Written exercise » How many lines in the records below contain the string "this"? Case counts, and the reply should be the number alone.

Material for the task »
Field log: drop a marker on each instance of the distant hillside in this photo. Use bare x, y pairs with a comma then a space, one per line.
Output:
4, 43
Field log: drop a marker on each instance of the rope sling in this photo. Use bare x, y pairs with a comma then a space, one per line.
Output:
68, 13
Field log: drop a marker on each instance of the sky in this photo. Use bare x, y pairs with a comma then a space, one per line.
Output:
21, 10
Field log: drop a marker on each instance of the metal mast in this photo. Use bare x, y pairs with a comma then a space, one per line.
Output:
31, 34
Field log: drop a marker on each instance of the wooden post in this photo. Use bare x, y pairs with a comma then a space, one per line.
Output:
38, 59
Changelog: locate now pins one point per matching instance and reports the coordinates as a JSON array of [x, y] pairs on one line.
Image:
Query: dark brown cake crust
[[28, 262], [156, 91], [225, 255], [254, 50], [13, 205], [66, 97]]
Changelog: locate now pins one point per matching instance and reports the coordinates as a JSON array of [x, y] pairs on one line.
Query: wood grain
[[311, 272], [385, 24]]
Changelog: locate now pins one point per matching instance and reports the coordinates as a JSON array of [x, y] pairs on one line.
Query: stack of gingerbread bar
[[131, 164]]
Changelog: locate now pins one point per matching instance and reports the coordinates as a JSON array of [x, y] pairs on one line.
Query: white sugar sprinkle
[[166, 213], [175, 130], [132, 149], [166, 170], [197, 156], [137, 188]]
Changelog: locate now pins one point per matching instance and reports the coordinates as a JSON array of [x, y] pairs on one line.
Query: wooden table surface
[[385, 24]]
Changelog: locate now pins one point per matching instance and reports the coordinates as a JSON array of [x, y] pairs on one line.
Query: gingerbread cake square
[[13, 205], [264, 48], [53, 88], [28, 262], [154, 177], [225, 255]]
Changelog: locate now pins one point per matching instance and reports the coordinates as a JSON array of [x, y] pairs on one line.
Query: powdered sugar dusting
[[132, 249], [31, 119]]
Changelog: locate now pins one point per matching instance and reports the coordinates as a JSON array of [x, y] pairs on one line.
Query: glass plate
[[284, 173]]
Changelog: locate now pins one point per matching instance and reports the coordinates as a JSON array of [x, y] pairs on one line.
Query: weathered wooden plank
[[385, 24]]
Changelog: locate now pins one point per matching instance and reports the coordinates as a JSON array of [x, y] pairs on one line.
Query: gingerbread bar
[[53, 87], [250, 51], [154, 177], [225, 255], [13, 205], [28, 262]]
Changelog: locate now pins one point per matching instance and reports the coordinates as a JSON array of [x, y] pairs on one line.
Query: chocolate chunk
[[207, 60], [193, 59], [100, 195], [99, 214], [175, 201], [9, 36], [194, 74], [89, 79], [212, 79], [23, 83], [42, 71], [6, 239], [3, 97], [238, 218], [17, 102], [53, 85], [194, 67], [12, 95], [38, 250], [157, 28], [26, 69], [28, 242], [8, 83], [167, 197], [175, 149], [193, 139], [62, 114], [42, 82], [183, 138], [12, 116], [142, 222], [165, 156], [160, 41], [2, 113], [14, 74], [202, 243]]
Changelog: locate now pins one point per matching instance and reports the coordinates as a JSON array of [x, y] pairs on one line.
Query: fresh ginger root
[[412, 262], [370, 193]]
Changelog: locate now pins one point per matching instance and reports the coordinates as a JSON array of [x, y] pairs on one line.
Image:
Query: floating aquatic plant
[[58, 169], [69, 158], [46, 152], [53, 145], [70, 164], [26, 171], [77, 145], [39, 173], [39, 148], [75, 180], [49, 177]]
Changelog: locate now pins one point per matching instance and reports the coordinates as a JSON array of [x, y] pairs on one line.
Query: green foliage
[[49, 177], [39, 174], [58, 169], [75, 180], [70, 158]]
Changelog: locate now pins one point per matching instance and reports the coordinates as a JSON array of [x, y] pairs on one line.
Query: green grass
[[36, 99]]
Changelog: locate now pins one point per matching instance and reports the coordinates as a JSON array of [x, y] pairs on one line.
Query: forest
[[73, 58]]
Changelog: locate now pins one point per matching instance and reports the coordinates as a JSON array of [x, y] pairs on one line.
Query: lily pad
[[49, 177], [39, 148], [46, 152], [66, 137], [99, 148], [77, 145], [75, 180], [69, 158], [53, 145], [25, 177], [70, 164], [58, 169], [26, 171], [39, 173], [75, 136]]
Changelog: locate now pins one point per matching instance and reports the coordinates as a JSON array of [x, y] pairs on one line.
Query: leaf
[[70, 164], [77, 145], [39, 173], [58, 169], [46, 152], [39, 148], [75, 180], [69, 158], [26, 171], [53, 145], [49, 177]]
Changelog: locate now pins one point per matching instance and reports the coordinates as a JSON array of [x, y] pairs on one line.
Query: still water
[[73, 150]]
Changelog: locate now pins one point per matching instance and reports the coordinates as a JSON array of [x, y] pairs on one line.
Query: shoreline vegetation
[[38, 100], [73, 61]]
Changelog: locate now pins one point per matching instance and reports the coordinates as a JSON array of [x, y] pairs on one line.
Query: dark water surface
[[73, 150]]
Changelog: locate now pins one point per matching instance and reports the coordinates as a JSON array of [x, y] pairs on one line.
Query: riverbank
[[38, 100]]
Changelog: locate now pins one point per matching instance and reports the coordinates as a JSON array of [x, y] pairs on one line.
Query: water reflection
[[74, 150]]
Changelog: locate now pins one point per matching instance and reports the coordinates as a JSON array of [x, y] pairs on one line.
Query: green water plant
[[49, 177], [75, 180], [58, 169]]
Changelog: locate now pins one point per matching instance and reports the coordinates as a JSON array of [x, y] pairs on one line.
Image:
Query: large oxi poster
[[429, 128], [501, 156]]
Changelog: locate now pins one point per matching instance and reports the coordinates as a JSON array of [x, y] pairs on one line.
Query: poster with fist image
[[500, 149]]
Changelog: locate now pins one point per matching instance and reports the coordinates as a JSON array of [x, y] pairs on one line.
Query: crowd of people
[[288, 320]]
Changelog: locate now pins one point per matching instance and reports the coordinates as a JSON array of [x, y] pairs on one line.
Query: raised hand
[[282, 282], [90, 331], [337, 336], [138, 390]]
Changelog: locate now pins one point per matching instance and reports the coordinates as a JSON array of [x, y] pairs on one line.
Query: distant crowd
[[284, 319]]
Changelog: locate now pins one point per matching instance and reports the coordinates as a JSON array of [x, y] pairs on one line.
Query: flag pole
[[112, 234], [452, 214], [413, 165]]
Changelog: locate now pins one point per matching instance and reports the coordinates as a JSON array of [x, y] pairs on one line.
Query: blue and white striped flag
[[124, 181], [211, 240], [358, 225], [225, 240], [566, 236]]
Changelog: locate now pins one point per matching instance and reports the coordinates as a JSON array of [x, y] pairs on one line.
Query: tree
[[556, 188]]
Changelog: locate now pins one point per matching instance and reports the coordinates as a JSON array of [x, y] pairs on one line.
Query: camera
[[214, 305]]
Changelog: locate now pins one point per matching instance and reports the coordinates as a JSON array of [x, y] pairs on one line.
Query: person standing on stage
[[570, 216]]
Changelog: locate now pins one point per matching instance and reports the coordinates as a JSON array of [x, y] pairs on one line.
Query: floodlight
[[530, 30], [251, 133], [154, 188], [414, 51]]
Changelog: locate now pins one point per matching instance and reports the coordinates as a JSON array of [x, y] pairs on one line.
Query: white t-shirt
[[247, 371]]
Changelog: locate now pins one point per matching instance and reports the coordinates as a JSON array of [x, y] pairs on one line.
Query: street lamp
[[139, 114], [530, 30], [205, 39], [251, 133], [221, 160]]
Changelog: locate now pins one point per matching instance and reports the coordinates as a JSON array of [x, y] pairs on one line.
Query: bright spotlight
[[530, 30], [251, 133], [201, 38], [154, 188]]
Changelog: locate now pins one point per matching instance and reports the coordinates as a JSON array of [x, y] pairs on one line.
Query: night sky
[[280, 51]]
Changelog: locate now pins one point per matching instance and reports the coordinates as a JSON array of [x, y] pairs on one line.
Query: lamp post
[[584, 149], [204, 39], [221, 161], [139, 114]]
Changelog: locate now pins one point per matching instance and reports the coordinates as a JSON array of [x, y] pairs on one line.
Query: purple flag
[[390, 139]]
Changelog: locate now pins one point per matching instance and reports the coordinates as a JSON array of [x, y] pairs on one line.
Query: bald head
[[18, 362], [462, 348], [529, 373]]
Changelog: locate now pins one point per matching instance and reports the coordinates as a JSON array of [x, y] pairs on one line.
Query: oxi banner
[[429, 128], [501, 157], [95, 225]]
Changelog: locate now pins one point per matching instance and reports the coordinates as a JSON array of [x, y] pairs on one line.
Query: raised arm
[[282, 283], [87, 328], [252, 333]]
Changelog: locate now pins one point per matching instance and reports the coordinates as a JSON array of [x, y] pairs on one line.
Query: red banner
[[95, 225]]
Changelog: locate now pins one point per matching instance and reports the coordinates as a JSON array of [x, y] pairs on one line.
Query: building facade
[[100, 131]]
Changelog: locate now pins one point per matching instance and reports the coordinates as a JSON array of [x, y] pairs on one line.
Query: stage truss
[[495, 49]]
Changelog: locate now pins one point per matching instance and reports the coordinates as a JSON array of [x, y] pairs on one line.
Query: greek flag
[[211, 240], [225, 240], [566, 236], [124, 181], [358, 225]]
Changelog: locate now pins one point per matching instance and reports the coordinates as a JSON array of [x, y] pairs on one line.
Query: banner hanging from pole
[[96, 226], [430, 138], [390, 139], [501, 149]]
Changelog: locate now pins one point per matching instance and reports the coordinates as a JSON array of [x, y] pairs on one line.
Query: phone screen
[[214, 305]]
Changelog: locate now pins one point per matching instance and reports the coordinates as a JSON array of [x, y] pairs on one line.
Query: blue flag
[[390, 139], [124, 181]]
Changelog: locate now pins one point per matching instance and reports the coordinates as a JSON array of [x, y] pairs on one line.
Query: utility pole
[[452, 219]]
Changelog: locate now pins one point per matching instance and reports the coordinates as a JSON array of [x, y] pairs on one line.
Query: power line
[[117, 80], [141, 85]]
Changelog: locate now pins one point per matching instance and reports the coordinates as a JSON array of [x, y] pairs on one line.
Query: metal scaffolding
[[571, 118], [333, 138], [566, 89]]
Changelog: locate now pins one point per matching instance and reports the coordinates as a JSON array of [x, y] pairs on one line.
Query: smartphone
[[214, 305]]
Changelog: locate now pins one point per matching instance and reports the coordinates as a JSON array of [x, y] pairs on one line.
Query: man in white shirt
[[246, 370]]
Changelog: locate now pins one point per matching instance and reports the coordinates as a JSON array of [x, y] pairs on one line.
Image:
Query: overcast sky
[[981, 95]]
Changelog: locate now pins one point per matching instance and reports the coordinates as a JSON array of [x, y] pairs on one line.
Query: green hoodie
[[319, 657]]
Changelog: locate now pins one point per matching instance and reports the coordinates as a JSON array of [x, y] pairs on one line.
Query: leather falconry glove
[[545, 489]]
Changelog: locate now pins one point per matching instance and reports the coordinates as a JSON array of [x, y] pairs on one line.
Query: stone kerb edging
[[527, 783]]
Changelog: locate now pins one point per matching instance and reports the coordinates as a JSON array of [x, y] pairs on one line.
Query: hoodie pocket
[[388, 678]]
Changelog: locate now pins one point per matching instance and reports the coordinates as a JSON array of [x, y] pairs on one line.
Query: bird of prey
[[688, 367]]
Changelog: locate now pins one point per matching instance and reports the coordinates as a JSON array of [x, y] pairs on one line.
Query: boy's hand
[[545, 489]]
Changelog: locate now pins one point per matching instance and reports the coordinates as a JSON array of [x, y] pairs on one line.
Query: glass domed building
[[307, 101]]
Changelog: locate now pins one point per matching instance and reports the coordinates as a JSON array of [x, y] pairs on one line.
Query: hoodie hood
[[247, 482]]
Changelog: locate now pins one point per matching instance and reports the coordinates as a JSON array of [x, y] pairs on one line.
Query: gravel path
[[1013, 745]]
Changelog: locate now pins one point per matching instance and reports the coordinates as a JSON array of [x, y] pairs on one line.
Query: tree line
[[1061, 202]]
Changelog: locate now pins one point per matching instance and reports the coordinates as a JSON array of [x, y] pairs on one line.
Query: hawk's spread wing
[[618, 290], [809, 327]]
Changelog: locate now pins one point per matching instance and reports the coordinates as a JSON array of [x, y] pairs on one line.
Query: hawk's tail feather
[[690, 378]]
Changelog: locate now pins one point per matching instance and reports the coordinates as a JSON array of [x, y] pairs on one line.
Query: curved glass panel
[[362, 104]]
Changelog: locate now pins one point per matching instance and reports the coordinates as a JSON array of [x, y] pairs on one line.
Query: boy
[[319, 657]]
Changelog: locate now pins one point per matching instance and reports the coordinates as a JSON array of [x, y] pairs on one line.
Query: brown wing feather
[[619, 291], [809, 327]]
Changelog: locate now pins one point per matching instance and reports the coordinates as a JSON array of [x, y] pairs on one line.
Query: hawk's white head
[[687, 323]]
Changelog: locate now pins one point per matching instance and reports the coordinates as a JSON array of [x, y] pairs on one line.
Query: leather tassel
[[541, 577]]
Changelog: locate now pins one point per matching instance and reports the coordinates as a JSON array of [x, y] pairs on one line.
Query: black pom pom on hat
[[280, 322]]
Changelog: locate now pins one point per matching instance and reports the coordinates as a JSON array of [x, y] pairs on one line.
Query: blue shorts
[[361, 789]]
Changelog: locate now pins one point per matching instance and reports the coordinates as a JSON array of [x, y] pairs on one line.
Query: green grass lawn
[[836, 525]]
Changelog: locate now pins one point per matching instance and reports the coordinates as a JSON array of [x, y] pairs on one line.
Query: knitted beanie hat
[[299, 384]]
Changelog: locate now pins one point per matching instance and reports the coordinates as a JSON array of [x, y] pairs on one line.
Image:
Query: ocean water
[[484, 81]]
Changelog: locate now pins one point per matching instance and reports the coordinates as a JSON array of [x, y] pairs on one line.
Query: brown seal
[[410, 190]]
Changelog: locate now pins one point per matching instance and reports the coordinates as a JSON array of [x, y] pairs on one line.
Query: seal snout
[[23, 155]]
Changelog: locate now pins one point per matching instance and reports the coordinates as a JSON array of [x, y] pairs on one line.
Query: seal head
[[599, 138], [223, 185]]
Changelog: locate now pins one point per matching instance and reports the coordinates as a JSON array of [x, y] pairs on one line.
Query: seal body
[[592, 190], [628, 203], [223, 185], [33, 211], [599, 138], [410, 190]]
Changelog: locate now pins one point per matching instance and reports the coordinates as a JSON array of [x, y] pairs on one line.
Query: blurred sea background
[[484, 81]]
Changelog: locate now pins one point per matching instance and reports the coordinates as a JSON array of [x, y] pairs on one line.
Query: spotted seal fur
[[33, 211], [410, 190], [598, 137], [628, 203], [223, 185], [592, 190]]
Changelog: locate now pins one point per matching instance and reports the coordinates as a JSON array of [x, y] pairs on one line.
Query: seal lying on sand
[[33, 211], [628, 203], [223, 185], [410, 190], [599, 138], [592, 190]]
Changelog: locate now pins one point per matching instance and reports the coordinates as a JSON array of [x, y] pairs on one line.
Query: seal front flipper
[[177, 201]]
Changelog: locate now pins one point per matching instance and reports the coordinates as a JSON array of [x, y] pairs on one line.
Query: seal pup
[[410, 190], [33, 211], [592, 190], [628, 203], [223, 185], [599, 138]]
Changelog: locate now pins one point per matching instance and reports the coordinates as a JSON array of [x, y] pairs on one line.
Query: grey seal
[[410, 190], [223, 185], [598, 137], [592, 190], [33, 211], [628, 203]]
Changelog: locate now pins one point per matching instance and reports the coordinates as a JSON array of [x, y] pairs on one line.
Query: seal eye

Answer for the task » 5